• Task details:
Locate each line in the items below that contains the string "litter", and copy those lines out.
● ● ● ● ● ● ●
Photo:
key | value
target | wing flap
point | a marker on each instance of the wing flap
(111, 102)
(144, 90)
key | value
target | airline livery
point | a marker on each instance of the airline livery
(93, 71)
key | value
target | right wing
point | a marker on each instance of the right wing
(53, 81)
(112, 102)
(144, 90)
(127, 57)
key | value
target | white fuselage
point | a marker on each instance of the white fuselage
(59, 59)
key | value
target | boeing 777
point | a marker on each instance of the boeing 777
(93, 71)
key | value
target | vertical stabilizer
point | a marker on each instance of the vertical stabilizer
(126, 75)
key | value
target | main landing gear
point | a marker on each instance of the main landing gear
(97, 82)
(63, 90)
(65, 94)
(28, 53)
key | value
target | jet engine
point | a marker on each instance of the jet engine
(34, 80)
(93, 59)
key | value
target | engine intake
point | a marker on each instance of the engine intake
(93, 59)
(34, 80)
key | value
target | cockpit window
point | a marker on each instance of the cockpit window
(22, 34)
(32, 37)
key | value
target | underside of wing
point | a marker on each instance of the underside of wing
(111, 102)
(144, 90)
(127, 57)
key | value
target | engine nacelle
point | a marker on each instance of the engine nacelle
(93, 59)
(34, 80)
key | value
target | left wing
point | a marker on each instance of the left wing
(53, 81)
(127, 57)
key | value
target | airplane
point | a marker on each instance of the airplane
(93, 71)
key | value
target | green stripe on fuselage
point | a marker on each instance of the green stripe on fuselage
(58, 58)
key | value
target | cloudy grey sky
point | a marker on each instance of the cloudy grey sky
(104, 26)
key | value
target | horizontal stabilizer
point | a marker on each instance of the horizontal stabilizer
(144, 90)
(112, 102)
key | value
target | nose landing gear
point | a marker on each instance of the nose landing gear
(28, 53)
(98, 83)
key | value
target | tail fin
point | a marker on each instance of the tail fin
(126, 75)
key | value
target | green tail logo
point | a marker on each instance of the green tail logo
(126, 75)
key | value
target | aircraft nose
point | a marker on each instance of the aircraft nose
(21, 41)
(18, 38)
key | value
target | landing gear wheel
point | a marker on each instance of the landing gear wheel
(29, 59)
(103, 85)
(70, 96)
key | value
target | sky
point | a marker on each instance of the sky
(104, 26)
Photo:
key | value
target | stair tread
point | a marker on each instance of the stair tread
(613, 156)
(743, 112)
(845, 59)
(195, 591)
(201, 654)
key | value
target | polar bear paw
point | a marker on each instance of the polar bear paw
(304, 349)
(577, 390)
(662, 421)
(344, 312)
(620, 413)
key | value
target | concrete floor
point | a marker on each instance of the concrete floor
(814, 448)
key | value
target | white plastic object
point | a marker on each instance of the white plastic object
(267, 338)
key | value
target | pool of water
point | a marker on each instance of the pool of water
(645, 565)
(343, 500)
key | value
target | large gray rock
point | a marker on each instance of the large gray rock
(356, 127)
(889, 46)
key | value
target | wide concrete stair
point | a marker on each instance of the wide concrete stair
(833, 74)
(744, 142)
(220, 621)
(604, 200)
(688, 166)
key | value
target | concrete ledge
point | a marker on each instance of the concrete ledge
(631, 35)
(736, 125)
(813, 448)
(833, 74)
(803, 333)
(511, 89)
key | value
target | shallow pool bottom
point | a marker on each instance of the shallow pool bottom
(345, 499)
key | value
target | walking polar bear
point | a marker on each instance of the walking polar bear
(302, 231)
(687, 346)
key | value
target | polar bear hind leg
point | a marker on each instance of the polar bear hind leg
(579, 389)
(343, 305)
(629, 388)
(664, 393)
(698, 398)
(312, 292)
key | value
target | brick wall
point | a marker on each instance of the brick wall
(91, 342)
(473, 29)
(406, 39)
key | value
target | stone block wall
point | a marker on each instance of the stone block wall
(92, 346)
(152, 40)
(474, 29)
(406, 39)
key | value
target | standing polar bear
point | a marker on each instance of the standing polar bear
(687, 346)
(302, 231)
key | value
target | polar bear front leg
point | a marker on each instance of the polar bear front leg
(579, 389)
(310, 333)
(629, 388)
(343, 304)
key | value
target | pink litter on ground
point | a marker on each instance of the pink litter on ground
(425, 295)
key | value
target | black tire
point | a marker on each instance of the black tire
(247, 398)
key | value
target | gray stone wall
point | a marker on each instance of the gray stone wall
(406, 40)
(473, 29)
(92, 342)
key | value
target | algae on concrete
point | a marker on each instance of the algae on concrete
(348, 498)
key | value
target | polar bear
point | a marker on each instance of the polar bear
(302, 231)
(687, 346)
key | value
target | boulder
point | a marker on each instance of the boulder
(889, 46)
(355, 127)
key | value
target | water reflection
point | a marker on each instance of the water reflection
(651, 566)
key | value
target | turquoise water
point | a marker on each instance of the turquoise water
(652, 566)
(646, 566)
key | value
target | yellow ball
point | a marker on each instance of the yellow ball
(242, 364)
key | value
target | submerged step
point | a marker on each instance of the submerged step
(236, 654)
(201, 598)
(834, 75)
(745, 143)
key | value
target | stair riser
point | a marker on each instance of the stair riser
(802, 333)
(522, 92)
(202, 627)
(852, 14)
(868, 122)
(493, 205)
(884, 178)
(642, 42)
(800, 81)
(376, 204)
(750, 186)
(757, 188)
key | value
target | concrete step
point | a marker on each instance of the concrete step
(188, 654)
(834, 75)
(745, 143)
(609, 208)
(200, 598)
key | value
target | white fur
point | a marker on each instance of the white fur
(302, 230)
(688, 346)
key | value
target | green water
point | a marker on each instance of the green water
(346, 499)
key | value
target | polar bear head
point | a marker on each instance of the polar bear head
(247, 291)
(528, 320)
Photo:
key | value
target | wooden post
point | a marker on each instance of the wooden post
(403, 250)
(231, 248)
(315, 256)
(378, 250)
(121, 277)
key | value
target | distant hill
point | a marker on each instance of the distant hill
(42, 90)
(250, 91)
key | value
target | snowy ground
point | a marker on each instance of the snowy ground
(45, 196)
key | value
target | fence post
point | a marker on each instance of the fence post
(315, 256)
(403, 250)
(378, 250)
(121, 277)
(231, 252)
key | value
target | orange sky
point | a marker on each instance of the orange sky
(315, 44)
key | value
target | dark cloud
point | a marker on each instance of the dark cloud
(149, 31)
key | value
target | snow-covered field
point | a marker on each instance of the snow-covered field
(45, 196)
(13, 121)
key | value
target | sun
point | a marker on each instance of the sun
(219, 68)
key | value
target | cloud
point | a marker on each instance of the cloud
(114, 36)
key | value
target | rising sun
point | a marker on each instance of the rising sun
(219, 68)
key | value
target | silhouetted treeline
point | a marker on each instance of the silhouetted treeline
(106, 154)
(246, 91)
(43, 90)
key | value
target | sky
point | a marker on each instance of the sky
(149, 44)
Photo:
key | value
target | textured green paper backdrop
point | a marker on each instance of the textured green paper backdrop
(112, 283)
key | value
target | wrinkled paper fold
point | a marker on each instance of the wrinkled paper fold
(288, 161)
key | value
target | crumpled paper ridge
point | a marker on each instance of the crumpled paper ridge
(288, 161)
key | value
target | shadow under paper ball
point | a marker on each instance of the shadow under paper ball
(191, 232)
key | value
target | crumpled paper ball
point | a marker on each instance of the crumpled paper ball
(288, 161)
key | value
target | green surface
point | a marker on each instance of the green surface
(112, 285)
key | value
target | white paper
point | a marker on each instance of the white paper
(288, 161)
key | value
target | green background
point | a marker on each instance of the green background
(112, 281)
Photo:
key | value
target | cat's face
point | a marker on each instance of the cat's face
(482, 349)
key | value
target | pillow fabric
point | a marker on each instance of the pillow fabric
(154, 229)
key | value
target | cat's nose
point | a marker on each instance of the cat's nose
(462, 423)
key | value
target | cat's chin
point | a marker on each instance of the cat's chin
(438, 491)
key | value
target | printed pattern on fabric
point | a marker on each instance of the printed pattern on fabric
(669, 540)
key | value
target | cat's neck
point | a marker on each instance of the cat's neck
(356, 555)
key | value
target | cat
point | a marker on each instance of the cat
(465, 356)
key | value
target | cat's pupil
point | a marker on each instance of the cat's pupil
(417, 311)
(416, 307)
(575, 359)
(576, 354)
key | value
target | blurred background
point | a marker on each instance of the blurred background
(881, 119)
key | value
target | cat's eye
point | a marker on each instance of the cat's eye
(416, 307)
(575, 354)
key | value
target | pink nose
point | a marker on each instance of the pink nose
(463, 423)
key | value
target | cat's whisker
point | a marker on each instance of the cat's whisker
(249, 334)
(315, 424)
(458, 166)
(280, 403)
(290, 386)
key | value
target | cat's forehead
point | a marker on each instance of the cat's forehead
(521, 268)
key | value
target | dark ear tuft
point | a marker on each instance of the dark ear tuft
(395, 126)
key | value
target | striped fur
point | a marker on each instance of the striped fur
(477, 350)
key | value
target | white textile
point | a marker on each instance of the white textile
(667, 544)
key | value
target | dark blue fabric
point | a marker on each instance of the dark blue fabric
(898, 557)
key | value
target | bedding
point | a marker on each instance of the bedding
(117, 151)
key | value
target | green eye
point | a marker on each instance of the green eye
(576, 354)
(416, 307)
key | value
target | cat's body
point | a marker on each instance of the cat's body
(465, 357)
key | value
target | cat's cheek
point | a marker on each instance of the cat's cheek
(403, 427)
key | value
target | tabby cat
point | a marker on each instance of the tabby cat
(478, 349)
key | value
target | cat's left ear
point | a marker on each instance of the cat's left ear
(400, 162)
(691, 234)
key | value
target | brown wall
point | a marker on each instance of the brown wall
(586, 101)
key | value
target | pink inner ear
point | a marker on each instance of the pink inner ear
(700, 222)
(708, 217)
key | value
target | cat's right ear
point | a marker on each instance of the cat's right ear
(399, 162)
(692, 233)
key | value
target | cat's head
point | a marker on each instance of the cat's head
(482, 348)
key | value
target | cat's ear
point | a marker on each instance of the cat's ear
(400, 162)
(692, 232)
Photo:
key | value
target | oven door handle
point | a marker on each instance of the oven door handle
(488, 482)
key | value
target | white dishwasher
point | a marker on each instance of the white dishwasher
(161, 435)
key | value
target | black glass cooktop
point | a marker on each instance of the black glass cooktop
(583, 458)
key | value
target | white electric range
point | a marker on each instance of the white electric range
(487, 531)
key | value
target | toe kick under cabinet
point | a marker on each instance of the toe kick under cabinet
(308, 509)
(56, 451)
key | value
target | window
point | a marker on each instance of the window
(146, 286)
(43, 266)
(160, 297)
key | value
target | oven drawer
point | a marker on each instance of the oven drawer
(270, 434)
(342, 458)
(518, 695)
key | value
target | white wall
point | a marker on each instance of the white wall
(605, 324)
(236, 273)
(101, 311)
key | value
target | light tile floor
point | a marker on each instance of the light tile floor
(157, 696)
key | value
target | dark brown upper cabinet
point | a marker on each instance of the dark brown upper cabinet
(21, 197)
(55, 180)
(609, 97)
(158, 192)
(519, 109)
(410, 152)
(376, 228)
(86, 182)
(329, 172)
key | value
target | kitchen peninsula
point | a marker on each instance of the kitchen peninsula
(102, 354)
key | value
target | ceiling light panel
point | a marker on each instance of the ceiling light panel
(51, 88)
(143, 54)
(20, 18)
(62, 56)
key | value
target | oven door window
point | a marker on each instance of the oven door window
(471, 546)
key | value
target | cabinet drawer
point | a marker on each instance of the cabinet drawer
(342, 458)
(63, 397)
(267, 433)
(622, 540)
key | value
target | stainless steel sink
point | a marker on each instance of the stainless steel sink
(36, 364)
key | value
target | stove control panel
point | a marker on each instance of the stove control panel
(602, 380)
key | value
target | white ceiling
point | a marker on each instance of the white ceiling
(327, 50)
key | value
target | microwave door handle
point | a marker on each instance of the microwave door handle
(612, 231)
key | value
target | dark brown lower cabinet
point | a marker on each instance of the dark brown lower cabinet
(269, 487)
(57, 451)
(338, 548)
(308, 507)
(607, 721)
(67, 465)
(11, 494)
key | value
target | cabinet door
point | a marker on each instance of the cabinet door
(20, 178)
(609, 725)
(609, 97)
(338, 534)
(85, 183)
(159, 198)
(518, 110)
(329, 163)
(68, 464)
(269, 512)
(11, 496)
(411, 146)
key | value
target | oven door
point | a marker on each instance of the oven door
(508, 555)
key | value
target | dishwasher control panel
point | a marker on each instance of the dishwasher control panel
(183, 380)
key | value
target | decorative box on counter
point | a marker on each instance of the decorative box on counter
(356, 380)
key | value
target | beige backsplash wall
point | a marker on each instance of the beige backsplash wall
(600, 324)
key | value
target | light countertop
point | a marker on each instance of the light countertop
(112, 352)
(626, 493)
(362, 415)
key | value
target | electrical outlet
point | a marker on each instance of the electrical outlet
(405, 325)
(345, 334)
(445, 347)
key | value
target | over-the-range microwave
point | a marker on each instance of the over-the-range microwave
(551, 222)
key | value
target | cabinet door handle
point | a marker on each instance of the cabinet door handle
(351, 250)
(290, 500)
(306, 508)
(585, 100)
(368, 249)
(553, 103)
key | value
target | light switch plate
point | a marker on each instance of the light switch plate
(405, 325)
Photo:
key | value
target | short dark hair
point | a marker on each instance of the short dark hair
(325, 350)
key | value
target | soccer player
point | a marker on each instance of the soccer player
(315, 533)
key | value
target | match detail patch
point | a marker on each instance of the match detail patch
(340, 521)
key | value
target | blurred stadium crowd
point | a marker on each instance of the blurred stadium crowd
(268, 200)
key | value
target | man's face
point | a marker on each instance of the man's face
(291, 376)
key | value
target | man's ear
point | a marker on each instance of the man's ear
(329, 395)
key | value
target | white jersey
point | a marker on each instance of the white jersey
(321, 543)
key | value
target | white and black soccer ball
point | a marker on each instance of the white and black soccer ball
● ● ● ● ● ● ●
• The reply:
target | pink litter on ground
point | a marker on each instance of the pink litter on ground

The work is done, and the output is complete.